__EXERCISE AIM__
Rewrite the material below, replacing every "Emit bounding boxes for" with "Return bounding boxes for" and leaving everything else unchanged. Omit the pictures.

__SUPPLIED MATERIAL__
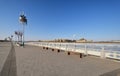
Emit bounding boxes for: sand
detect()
[0,44,120,76]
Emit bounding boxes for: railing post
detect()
[101,46,105,59]
[74,43,76,51]
[85,44,88,55]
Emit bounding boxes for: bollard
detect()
[57,49,60,53]
[46,47,48,50]
[80,53,82,58]
[43,47,45,49]
[68,52,70,55]
[52,49,54,51]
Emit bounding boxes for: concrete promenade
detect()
[0,43,120,76]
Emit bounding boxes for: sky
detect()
[0,0,120,41]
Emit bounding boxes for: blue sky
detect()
[0,0,120,40]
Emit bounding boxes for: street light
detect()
[19,13,27,47]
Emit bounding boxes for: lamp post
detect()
[19,13,27,47]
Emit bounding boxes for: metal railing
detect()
[26,42,120,60]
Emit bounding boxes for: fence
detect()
[26,42,120,60]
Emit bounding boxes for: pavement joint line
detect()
[0,42,17,76]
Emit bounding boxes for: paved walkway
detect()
[0,42,120,76]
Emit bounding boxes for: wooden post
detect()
[80,53,82,58]
[68,52,70,55]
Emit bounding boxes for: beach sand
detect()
[15,46,120,76]
[0,43,120,76]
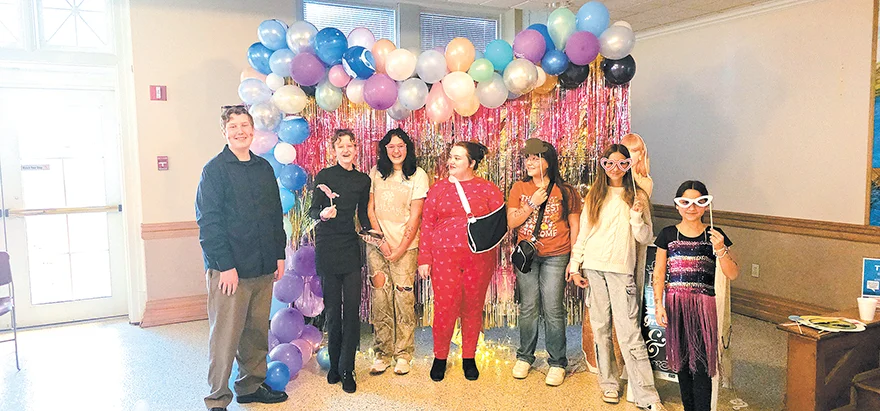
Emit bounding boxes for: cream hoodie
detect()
[571,187,653,274]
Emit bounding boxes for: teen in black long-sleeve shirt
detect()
[309,130,370,393]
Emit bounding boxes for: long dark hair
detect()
[376,127,417,180]
[522,141,578,218]
[585,144,651,225]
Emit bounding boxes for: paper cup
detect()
[858,297,877,321]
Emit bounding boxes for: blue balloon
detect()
[483,39,513,73]
[528,24,556,52]
[266,361,290,391]
[541,50,568,76]
[257,19,287,50]
[342,46,376,80]
[278,187,296,214]
[248,43,272,74]
[278,117,309,144]
[315,347,330,370]
[278,164,309,191]
[575,1,611,37]
[315,27,348,66]
[269,49,294,77]
[258,147,284,178]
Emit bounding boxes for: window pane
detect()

__RESULT__
Return bounding boxes for: sand
detect()
[0,44,120,76]
Return bounding boxes for: railing post
detect()
[101,46,105,59]
[74,43,76,51]
[85,44,88,55]
Return bounding boxes for: bollard
detect()
[57,49,60,53]
[46,47,48,50]
[80,53,82,58]
[43,47,45,49]
[68,52,70,55]
[52,49,54,51]
Return bounding boxes for: concrete promenade
detect()
[0,43,120,76]
Return bounding boxes for: sky
detect()
[0,0,120,41]
Return bounding boxes for: blue sky
detect()
[0,0,120,40]
Return bounding boxes for: street light
detect()
[19,13,27,47]
Return bounding boxes for: lamp post
detect()
[19,13,27,47]
Return bounding boxes for: metal railing
detect()
[26,42,120,60]
Return bounding boxes for: fence
detect()
[26,42,120,60]
Return bounding boxes for: pavement joint line
detect()
[0,42,17,76]
Return bounding boxes for: paved walkway
detect()
[0,42,120,76]
Return bounding boxes for: wooden post
detect()
[80,53,82,58]
[68,52,70,55]
Return bounding boxes for: beach sand
detect()
[15,46,120,76]
[0,43,120,76]
Return bounding boxes for: cream hoodie
detect()
[571,187,653,274]
Return bounding boxes for: teen in black long-sleeve shirt
detect()
[309,130,370,393]
Return bounding boxes for: long dark hair
detect()
[376,127,417,180]
[522,141,578,218]
[585,144,651,225]
Return bounding boxes for: paper cup
detect()
[858,297,877,321]
Return bounding boxes for: blue balloon
detect()
[483,39,513,73]
[528,24,556,52]
[266,361,290,391]
[541,50,568,76]
[257,19,287,50]
[342,46,376,80]
[278,187,296,214]
[248,43,272,74]
[278,117,309,144]
[315,347,330,370]
[278,164,309,191]
[575,1,611,37]
[315,27,348,66]
[269,49,294,77]
[258,147,284,178]
Return bounding boxes for: window pane
detect()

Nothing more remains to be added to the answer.